[WRITTEN PROBLEM]
Copy out all of the data exactly as it appears.

Outline labeling records
****
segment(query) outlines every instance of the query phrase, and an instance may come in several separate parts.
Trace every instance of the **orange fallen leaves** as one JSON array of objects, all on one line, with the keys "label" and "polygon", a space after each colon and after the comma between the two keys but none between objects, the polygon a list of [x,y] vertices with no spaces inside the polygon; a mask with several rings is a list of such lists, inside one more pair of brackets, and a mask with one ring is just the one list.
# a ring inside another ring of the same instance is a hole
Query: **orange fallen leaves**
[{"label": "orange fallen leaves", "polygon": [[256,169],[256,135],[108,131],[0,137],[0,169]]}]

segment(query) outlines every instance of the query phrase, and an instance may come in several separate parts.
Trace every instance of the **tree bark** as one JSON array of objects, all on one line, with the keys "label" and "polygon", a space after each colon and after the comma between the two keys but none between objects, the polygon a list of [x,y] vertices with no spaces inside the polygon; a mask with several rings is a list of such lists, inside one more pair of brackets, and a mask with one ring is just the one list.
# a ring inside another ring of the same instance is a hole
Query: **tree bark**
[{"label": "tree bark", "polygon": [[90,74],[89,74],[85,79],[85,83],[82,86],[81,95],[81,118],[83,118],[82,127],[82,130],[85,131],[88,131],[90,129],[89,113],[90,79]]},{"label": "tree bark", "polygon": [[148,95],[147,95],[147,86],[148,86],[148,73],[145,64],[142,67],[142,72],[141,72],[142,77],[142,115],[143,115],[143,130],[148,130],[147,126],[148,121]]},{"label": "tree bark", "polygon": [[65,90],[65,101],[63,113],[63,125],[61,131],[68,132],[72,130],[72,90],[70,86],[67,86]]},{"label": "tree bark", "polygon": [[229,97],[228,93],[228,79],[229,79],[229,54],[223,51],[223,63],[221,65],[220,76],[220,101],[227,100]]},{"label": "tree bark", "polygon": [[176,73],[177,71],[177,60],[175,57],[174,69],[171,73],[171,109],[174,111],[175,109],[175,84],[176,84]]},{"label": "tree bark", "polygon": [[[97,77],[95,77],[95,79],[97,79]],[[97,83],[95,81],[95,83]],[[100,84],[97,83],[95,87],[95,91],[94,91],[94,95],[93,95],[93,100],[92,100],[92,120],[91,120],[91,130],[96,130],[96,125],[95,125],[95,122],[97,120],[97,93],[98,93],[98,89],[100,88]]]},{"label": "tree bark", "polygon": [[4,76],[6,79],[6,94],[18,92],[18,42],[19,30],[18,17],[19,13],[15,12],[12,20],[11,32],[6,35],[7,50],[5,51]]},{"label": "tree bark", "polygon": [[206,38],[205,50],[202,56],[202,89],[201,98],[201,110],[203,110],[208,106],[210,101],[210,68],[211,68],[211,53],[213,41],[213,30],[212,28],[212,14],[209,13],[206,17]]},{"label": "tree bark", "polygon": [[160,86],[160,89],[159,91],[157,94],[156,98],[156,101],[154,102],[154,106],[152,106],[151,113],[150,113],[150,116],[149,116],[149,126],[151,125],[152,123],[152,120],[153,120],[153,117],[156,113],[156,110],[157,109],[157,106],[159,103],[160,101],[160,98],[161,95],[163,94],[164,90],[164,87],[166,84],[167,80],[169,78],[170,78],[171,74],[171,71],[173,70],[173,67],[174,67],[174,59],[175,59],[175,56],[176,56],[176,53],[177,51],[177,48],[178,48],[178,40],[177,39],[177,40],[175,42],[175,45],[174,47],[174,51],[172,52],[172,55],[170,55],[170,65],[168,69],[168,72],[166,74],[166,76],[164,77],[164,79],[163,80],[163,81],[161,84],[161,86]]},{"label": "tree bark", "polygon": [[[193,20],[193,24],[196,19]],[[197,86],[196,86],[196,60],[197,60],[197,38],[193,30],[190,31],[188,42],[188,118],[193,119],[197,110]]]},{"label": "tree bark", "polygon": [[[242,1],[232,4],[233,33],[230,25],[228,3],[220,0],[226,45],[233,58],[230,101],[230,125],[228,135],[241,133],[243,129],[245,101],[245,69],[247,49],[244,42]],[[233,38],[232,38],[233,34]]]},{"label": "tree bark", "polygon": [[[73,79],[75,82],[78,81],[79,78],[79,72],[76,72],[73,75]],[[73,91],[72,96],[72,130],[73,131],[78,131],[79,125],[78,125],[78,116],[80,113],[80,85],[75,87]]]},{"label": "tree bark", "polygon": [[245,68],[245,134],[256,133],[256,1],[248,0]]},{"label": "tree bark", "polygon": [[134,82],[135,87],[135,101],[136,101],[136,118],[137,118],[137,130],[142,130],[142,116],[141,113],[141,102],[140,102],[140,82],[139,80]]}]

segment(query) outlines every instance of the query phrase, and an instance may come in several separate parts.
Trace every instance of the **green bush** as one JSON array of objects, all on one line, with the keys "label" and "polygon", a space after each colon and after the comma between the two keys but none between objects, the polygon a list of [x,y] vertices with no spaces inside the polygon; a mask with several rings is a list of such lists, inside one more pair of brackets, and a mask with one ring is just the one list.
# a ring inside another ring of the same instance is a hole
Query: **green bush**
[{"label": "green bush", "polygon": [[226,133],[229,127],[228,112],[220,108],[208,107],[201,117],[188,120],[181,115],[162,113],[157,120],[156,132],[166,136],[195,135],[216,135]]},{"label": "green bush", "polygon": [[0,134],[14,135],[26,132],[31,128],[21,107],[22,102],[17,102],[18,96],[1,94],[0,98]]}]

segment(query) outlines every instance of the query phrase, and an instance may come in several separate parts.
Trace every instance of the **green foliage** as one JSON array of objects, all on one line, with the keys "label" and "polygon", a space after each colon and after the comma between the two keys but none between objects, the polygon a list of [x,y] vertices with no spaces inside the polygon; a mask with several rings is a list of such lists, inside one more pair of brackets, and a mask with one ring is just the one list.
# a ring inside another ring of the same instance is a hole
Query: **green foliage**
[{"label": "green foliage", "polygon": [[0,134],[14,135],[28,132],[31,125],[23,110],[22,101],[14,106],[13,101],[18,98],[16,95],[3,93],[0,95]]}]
****
[THE REPLY]
segment(query) outlines every instance of the query phrase, and an instance may come in several separate parts.
Trace every instance of the **orange fallen leaves** as one JSON array of objects, all on one line, with the keys "label" and "polygon", a space after each colon and after the comma between the two keys but none between objects, the polygon a list of [x,y] vertices with no spaces inside the polygon; a mask with several rings is a list of such lists, inside one more pair of brackets, and a mask with one ring is just the one list.
# a ring inside another ring of the same instance is a hole
Query: **orange fallen leaves**
[{"label": "orange fallen leaves", "polygon": [[256,169],[256,135],[108,131],[0,137],[0,169]]}]

segment(query) outlines every instance of the query phrase, and an instance may come in several separate parts.
Trace every instance of the **tree bark** as one JSON array of objects, all on one line, with the keys "label" and "polygon", a space after each colon and after the comma between the two keys but none between objects, the polygon a list of [x,y] vertices with no spaces inside the polygon; a mask with several rings is a list of such lists, inside one more pair of brackets, and a mask with one ring is just the one list.
# a ring inside another ring of the same instance is a hole
Query: **tree bark**
[{"label": "tree bark", "polygon": [[90,74],[89,74],[85,79],[85,83],[82,86],[81,95],[81,118],[83,118],[82,127],[82,130],[85,131],[88,131],[90,129],[89,113],[90,79]]},{"label": "tree bark", "polygon": [[148,95],[147,95],[147,86],[148,86],[148,73],[145,64],[142,67],[142,72],[141,72],[142,77],[142,115],[143,115],[143,130],[148,130],[147,126],[148,121]]},{"label": "tree bark", "polygon": [[65,90],[65,101],[63,113],[63,125],[61,131],[68,132],[72,130],[72,90],[70,86],[67,86]]},{"label": "tree bark", "polygon": [[229,97],[228,93],[228,79],[229,79],[229,54],[223,51],[223,63],[221,65],[220,76],[220,101],[227,100]]},{"label": "tree bark", "polygon": [[176,73],[177,71],[177,60],[175,57],[174,69],[171,73],[171,109],[174,111],[175,109],[175,84],[176,84]]},{"label": "tree bark", "polygon": [[[97,77],[95,77],[95,79],[97,79]],[[97,83],[95,81],[95,83]],[[100,84],[97,83],[95,87],[95,91],[94,91],[94,95],[93,95],[93,100],[92,100],[92,120],[91,120],[91,130],[96,130],[96,125],[95,125],[95,122],[97,120],[97,93],[98,93],[98,89],[100,88]]]},{"label": "tree bark", "polygon": [[4,76],[6,79],[6,94],[18,92],[18,42],[19,30],[18,17],[19,13],[15,12],[12,20],[11,32],[6,35],[7,50],[5,51]]},{"label": "tree bark", "polygon": [[206,38],[205,50],[202,56],[202,89],[201,98],[201,110],[203,110],[208,106],[210,101],[210,68],[211,68],[211,53],[213,41],[213,30],[212,28],[212,14],[209,13],[206,17]]},{"label": "tree bark", "polygon": [[160,86],[160,89],[159,91],[157,94],[156,98],[156,101],[154,102],[154,106],[152,106],[151,113],[150,113],[150,116],[149,116],[149,126],[151,125],[152,123],[152,120],[153,120],[153,117],[156,113],[156,110],[157,109],[157,106],[159,103],[160,101],[160,98],[161,95],[163,94],[164,90],[164,87],[166,84],[167,80],[169,78],[170,78],[171,74],[171,71],[173,70],[173,67],[174,67],[174,59],[175,59],[175,56],[176,56],[176,53],[177,51],[177,48],[178,48],[178,40],[177,39],[177,40],[175,42],[175,45],[174,47],[174,51],[172,52],[172,55],[170,55],[170,65],[168,69],[168,72],[166,74],[166,76],[164,77],[164,79],[163,80],[163,81],[161,84],[161,86]]},{"label": "tree bark", "polygon": [[[193,20],[193,24],[196,19]],[[197,86],[196,86],[196,60],[197,60],[197,38],[193,30],[190,31],[188,42],[188,118],[193,119],[197,110]]]},{"label": "tree bark", "polygon": [[[242,1],[232,4],[233,33],[230,25],[228,3],[220,0],[226,45],[233,58],[230,101],[230,125],[228,135],[241,133],[243,129],[245,101],[245,69],[247,49],[244,42]],[[233,38],[232,38],[233,34]]]},{"label": "tree bark", "polygon": [[[73,79],[75,82],[78,81],[79,78],[79,72],[76,72],[73,75]],[[73,91],[72,96],[72,130],[73,131],[78,131],[79,125],[78,125],[78,116],[80,113],[80,85],[75,87]]]},{"label": "tree bark", "polygon": [[245,68],[245,134],[256,133],[256,1],[248,0]]},{"label": "tree bark", "polygon": [[134,82],[135,87],[135,101],[136,101],[136,118],[137,118],[137,130],[142,130],[142,116],[141,113],[141,102],[140,102],[140,82],[139,80]]}]

segment(query) outlines every instance of the query phrase, and an instance may come in several separate parts.
Trace every instance of the **green bush** as one JSON array of objects, all on one line, with the keys "label" and "polygon", a space after each colon and after the comma between the two keys but none between objects, the polygon a list of [x,y] vertices with no spaces inside the polygon; a mask with several rings is a list of such lists, inside one more pair of brackets, and a mask with one ring is just the one list.
# a ring inside another ring of the same instance is a hole
Query: **green bush**
[{"label": "green bush", "polygon": [[226,133],[229,127],[228,112],[220,108],[208,107],[201,117],[188,120],[181,115],[162,113],[157,120],[156,132],[166,136],[195,135],[216,135]]},{"label": "green bush", "polygon": [[0,134],[14,135],[26,132],[31,128],[21,107],[22,102],[17,102],[18,96],[1,94],[0,98]]}]

segment(query) outlines every instance of the query phrase, and an instance may come in several separate parts.
Trace every instance of the **green foliage** as one JSON array of objects, all on one line, with the keys "label" and "polygon", a space after each colon and after the comma between the two keys but none between objects, the polygon a list of [x,y] vertices with no spaces inside the polygon; a mask with several rings is a list of such lists, inside one more pair of brackets, and a mask with one ring is just the one list.
# a ring inside another ring of the same instance is a hole
Query: **green foliage**
[{"label": "green foliage", "polygon": [[0,134],[14,135],[28,132],[31,125],[23,110],[22,101],[14,106],[13,101],[18,98],[16,95],[3,93],[0,95]]}]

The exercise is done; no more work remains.